Given instruction 1
In the forum thread, what edition and year does noie give for the candlestick book?
Given instruction 2
For each statement, say whether it agrees with the forum thread and quote the words that decide it. (a) tech/a owns both Penfold books. (b) waza1960 recommends Nison's books. (c) Timmy says copyrighted material may be posted on ASF.
Given instruction 3
Reproduce the forum thread from "Anyone read both" to "brty (1 August 2010)".

Selected passage
▬▬▬▬▬▬

# Difference between Penfold's books and Candlestick book recommendation



## bullet21 (1 August 2010)

Just finished Universal Principals and found it very informative. Im thinking about purchasing Trading the SPI, but he does mention in Universal Principals that he will be repeating some of the stuff from SPI.

Anyone read both and think its worth purchasing the Trading the Spi after having read his latest? Or will it just be revision.

Also im looking at buying a good candlestick charting book. From what ive read Candlestick Charting Techniques by Nison seems to be the go, but it is quite pricey. Any other recommendations, though if you think Nisons is the best i will gladly fork out the cash.


----------



## brty (1 August 2010)

> From what ive read Candlestick Charting Techniques by Nison seems to be the go, but it is quite pricey.




If you think the cost of what "seems to be the go" is too expensive, then you are not in a position to consider trading/investing.

I have hundreds of trading books that I have collected over the years, most are fairly useless but have contributed to my education as a trader. Most of what I use these days is not in any book anywhere.

By saying "contributed to my education" I mean in a way to find what works in certain circumstances/times only, yet fail at other times. To find approaches that don't suit my personality/pain levels etc.

brty


----------



## bullet21 (3 August 2010)

brty said:


> If you think the cost of what "seems to be the go" is too expensive, then you are not in a position to consider trading/investing.
> 
> brty






bullet21 said:


> Also im looking at buying a good candlestick charting book. From what ive read Candlestick Charting Techniques by Nison seems to be the go, but it is quite pricey. Any other recommendations, *though if you think Nisons is the best i will gladly fork out the cash*.




Any other recommendations on books on candlesticks?


----------



## noie (3 August 2010)

Everything i know comes from an old book

Japanese Candlestick Charting Techniques, 2nd Edition (2001)

I have an e-copy somewhere, unsure of the forums sharing rules (any mod)


----------



## waza1960 (3 August 2010)

I would recommend Martin Pring's books especially content relating to Stochastics,momentum and candlesticks if you want to trade the spi


----------



## Timmy (4 August 2010)

noie said:


> Everything i know comes from an old book
> 
> Japanese Candlestick Charting Techniques, 2nd Edition (2001)



That is Steve Nison, right?  Can't remember where I got my e-copy of this book from.



noie said:


> I have an e-copy somewhere, unsure of the forums sharing rules (any mod)



If it is copyright then posting it up here on ASF is not permitted.


----------



## tech/a (4 August 2010)

I have both.

*Penfold repeats the stuff that makes you money.*

For the cost of "Trading The SPI" its worth having.
Some ideas there.

To be in the position to do what Penfold recommends TWICE ---once in each book.
You'll need to have excellent testing software.
A sound coding ability
A trading methodology
and a few grand.

If not then the crux of his work will have fallen on deaf ears and blind eyes.

Much of the works of various writers and trading ideas bought forth haven't been tried and proven.
At least with Penfold's you know they have.

As others have said books are good for "ideas" but in practice many times those ideas in isolation are pretty useless.

An idea which has a proven positive expectancy particularly when combined with other ideas ---tested---traded with your "mentor" as Penfold suggests
gives you the most likely chance at consistent profits.


----------



## It's Snake Pliskin (4 August 2010)

tech/a said:


> I have both.
> 
> *Penfold repeats the stuff that makes you money.*
> 
> ...



A good informative reply. A like button would be good for this.


----------

▬▬▬▬▬▬

Dataset extract
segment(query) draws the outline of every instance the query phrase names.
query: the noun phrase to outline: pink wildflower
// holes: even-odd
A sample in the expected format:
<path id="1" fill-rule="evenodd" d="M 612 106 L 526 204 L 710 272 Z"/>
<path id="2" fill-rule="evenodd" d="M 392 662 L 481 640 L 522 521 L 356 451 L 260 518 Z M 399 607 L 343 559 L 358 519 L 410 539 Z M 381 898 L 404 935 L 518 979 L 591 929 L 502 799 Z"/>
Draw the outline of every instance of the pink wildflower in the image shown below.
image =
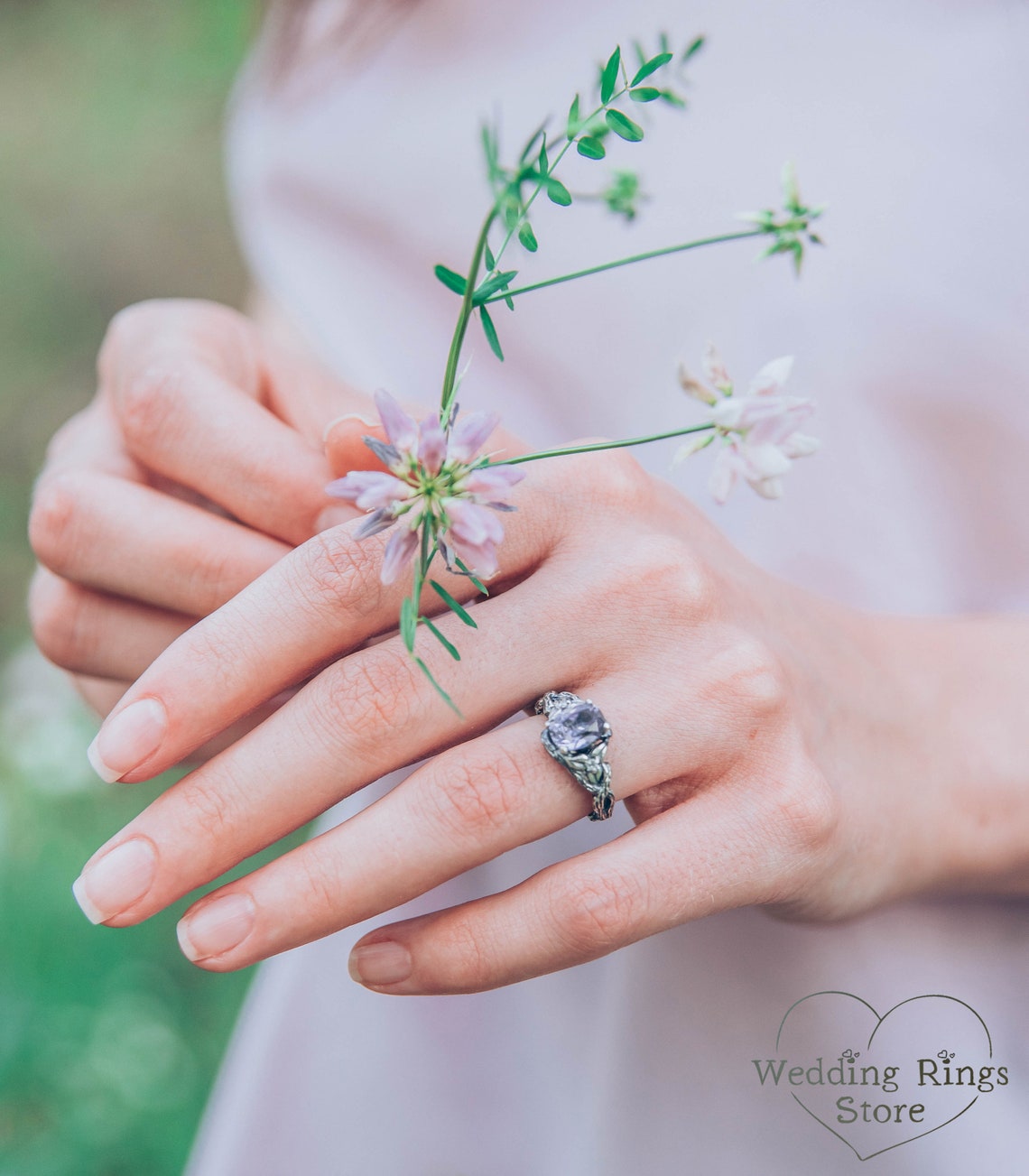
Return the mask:
<path id="1" fill-rule="evenodd" d="M 327 490 L 369 512 L 358 539 L 400 521 L 386 544 L 382 582 L 392 583 L 414 559 L 422 527 L 448 562 L 454 555 L 476 575 L 495 575 L 503 527 L 493 512 L 514 509 L 505 499 L 524 476 L 514 466 L 489 466 L 477 456 L 496 416 L 470 413 L 445 432 L 437 416 L 416 425 L 389 393 L 377 392 L 375 403 L 388 442 L 366 437 L 365 443 L 389 473 L 353 470 Z"/>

▬▬▬▬▬▬

Expected answer 1
2nd Edition, 2001.

Expected answer 2
(a) Yes: "I have both."
(b) No: "I would recommend Martin Pring's books"
(c) No: "If it is copyright then posting it up here on ASF is not permitted."

Expected answer 3
Anyone read both and think its worth purchasing the Trading the Spi after having read his latest? Or will it just be revision.

Also im looking at buying a good candlestick charting book. From what ive read Candlestick Charting Techniques by Nison seems to be the go, but it is quite pricey. Any other recommendations, though if you think Nisons is the best i will gladly fork out the cash.


----------



## brty (1 August 2010)